THE TASK:
Repeat exactly the lines of the listing from the line containing "Query: storefront" through its last line, and nothing beyond them.

= Beginning of Section =

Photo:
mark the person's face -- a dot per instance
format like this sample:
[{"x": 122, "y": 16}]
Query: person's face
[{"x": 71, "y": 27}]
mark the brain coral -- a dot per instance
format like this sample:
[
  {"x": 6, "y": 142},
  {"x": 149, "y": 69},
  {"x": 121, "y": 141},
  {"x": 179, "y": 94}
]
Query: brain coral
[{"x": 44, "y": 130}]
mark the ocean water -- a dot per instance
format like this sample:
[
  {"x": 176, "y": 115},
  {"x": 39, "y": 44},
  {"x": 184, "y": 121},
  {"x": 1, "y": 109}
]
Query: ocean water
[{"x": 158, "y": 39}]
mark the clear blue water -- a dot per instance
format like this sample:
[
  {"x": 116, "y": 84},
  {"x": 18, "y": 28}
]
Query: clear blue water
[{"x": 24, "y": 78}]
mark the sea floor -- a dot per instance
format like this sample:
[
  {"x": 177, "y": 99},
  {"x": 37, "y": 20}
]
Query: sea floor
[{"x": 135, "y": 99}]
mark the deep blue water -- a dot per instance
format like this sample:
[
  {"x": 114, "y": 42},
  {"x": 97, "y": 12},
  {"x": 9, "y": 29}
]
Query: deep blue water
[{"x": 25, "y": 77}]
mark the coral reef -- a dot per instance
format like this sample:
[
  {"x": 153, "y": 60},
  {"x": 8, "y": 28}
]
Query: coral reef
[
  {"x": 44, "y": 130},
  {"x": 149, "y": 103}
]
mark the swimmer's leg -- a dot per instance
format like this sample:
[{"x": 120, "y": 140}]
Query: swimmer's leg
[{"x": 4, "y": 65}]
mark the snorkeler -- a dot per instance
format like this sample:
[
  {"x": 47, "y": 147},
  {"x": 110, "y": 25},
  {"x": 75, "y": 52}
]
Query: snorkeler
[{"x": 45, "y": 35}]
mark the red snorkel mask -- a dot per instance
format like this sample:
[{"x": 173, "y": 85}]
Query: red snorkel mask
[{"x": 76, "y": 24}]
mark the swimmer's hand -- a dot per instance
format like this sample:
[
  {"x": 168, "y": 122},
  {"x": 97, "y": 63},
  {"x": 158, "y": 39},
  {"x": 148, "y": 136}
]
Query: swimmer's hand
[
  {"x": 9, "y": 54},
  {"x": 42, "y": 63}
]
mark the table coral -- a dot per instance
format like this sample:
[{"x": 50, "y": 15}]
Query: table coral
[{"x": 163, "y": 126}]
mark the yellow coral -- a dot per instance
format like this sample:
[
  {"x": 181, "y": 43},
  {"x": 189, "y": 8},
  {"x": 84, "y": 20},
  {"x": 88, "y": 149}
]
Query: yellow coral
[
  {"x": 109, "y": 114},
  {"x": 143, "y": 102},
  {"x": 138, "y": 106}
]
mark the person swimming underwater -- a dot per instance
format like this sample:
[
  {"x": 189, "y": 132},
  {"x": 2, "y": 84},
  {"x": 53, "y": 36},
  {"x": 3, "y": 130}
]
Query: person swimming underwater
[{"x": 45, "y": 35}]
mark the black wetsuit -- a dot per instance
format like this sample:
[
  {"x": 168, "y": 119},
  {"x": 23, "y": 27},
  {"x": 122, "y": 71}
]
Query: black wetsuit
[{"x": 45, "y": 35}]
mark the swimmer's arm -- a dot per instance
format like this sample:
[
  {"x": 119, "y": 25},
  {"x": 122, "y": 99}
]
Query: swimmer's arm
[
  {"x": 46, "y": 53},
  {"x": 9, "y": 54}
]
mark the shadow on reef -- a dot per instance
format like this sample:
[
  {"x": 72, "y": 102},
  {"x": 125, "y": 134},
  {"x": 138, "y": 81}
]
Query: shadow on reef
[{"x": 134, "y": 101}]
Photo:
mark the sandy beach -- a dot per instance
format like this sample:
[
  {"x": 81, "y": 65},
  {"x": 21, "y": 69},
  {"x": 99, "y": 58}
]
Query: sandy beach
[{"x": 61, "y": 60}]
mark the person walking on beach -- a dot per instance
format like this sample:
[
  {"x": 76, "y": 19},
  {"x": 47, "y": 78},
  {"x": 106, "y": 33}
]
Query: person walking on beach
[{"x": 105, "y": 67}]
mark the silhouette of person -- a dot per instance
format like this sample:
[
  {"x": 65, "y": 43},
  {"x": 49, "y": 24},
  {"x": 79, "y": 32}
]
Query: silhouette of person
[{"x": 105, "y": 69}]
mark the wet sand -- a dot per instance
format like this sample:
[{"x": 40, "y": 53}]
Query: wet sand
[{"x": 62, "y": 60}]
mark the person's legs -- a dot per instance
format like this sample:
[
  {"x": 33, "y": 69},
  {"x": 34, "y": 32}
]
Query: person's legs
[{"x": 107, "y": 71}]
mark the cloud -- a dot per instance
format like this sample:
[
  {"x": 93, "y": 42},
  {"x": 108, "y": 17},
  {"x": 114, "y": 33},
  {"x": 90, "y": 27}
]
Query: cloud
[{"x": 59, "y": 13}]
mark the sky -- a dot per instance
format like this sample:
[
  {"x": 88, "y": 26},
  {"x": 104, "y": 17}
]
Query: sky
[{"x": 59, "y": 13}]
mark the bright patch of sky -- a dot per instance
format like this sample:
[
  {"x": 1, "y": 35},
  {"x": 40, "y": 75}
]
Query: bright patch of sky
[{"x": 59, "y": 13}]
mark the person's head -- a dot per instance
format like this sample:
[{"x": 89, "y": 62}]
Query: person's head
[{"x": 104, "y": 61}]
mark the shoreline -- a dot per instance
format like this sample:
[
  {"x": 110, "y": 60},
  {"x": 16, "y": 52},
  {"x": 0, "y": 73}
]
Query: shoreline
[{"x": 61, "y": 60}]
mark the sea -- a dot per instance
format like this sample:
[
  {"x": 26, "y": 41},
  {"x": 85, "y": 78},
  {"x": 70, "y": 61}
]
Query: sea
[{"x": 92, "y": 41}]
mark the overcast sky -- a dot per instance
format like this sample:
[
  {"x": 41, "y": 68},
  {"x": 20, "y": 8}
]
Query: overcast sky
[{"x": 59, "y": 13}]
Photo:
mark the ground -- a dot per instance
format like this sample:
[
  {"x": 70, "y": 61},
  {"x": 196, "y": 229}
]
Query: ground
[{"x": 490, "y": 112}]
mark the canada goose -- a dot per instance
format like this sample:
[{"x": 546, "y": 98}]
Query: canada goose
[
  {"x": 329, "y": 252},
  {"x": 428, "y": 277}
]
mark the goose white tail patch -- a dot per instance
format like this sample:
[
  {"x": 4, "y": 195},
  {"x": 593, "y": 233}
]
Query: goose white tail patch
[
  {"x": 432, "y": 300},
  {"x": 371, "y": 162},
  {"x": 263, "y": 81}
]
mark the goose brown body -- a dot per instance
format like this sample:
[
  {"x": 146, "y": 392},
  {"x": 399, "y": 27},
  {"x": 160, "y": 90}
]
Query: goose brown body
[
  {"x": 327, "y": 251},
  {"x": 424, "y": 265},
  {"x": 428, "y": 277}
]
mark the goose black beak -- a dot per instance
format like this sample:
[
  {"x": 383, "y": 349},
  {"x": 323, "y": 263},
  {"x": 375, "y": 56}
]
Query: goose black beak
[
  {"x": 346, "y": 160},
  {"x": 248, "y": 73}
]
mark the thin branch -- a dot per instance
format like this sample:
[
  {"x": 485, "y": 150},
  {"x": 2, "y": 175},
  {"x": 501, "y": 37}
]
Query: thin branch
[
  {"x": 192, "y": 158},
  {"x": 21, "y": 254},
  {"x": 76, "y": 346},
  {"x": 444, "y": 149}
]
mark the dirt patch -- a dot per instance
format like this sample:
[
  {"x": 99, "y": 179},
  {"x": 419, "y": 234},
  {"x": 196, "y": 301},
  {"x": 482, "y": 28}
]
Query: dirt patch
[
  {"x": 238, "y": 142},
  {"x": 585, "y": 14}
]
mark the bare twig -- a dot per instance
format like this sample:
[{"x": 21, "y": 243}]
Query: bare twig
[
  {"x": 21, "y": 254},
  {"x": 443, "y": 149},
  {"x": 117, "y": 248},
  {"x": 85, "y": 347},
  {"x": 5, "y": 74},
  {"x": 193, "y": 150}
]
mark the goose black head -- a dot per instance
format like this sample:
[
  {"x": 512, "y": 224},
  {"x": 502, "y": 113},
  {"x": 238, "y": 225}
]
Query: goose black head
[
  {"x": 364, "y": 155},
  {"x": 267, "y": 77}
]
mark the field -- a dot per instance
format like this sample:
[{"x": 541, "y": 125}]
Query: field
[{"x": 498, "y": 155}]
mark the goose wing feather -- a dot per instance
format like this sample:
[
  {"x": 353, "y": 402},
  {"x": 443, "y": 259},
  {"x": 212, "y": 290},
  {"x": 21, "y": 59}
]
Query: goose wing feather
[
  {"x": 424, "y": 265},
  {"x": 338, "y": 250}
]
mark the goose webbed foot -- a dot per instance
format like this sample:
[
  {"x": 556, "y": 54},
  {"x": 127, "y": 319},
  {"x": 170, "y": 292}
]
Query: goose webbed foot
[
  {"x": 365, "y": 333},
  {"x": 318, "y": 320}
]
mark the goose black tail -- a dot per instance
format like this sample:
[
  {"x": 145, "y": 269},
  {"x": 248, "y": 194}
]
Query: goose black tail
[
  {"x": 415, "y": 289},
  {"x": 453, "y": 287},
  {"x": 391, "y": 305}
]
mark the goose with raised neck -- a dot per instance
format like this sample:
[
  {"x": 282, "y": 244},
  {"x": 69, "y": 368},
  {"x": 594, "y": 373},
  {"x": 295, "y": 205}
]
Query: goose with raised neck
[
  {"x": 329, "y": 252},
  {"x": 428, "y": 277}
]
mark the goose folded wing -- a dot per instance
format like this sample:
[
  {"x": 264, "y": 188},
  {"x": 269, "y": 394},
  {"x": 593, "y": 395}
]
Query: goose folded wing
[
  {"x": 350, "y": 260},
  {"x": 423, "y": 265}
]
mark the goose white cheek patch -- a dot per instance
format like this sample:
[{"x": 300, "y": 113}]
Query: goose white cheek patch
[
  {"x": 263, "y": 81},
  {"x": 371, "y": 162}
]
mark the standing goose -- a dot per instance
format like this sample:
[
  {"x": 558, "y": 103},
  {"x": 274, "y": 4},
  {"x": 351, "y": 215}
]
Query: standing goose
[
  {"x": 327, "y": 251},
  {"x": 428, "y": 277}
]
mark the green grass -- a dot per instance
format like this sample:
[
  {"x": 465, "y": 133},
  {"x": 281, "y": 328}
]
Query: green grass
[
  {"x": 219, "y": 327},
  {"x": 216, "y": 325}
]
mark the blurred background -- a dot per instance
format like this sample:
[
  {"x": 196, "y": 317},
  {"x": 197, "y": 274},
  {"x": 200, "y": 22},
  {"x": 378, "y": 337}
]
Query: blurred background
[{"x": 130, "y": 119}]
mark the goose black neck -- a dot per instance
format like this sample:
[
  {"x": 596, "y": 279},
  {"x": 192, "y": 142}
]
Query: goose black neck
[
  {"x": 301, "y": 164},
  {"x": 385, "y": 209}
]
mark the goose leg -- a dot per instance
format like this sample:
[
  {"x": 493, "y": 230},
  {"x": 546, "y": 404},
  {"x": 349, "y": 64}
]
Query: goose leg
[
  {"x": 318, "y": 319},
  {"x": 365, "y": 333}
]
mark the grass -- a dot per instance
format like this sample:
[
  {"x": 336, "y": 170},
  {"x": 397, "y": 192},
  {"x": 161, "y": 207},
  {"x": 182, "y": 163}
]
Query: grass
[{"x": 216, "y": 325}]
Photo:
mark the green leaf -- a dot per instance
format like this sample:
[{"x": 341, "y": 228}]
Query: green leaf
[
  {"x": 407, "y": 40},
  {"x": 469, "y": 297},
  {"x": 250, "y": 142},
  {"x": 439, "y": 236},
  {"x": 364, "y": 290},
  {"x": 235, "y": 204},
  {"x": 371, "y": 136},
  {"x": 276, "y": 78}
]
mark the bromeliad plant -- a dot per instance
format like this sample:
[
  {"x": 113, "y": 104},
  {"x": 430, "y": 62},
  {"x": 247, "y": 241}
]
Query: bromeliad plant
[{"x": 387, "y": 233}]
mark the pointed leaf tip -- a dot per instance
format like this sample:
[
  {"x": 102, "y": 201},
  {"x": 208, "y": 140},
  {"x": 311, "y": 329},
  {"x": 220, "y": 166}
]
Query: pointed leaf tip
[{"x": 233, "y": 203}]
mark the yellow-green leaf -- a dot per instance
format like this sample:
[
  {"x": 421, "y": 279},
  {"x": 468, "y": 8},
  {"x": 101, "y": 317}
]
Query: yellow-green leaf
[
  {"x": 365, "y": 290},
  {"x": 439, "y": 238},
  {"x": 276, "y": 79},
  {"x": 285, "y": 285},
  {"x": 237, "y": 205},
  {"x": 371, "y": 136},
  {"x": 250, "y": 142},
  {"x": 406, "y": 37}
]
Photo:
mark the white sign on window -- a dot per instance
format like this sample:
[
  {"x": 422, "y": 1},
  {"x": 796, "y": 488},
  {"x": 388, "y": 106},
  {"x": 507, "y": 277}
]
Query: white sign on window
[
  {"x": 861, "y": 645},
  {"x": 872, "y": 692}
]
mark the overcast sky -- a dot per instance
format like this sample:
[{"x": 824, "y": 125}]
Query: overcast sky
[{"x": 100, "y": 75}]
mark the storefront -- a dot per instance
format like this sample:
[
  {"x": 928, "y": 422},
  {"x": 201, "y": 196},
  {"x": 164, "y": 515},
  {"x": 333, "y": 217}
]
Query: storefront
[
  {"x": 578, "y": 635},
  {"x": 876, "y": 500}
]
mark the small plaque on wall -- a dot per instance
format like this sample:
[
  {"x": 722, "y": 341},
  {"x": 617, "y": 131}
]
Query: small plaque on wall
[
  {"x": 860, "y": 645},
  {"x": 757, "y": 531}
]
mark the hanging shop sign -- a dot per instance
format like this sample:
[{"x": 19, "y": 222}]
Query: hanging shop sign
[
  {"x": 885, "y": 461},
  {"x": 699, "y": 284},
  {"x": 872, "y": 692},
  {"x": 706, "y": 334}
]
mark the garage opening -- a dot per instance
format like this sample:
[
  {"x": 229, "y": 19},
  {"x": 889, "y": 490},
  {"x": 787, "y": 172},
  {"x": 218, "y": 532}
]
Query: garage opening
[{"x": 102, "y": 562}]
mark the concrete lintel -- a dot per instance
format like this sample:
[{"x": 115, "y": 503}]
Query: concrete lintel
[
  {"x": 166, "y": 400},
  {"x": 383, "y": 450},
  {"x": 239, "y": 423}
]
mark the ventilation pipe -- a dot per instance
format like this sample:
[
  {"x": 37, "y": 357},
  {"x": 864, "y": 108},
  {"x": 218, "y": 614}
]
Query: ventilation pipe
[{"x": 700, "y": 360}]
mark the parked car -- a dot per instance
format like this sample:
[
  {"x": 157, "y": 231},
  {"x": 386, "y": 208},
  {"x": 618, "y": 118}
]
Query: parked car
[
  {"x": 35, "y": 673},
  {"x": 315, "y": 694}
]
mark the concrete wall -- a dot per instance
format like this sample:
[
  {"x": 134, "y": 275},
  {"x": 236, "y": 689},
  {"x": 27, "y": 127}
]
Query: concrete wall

= End of Section =

RESULT OF THIS TASK:
Query: storefront
[
  {"x": 578, "y": 635},
  {"x": 876, "y": 500}
]
mark the small plaque on wall -- a dot per instance
format like this sample:
[
  {"x": 722, "y": 341},
  {"x": 617, "y": 131}
]
Query: small plaque on wall
[
  {"x": 860, "y": 645},
  {"x": 757, "y": 531}
]
mark the hanging shop sign -- a dot per instance
format like this sample:
[{"x": 19, "y": 222}]
Query: hanging shop sign
[
  {"x": 885, "y": 461},
  {"x": 699, "y": 284},
  {"x": 872, "y": 692},
  {"x": 706, "y": 334}
]
mark the garage opening -- a dot per instance
format like this sample:
[
  {"x": 229, "y": 19},
  {"x": 889, "y": 490},
  {"x": 787, "y": 172},
  {"x": 218, "y": 532}
]
Query: garage opening
[{"x": 102, "y": 562}]
mark the concrete lintel -- a dot per instance
format like this sample:
[{"x": 115, "y": 503}]
Query: concrete lintel
[
  {"x": 166, "y": 400},
  {"x": 383, "y": 450},
  {"x": 239, "y": 423}
]
mark the ventilation pipe -- a dot per instance
format like this sample:
[
  {"x": 37, "y": 357},
  {"x": 864, "y": 108},
  {"x": 218, "y": 614}
]
Query: ventilation pipe
[{"x": 700, "y": 360}]
mark the parked car -- a dot per instance
format like this sample:
[
  {"x": 157, "y": 231},
  {"x": 386, "y": 208},
  {"x": 618, "y": 118}
]
Query: parked car
[
  {"x": 35, "y": 673},
  {"x": 315, "y": 694}
]
mark the concrete wall -- a dot per instance
format like this sample:
[
  {"x": 134, "y": 275},
  {"x": 236, "y": 689},
  {"x": 27, "y": 127}
]
Query: concrete wall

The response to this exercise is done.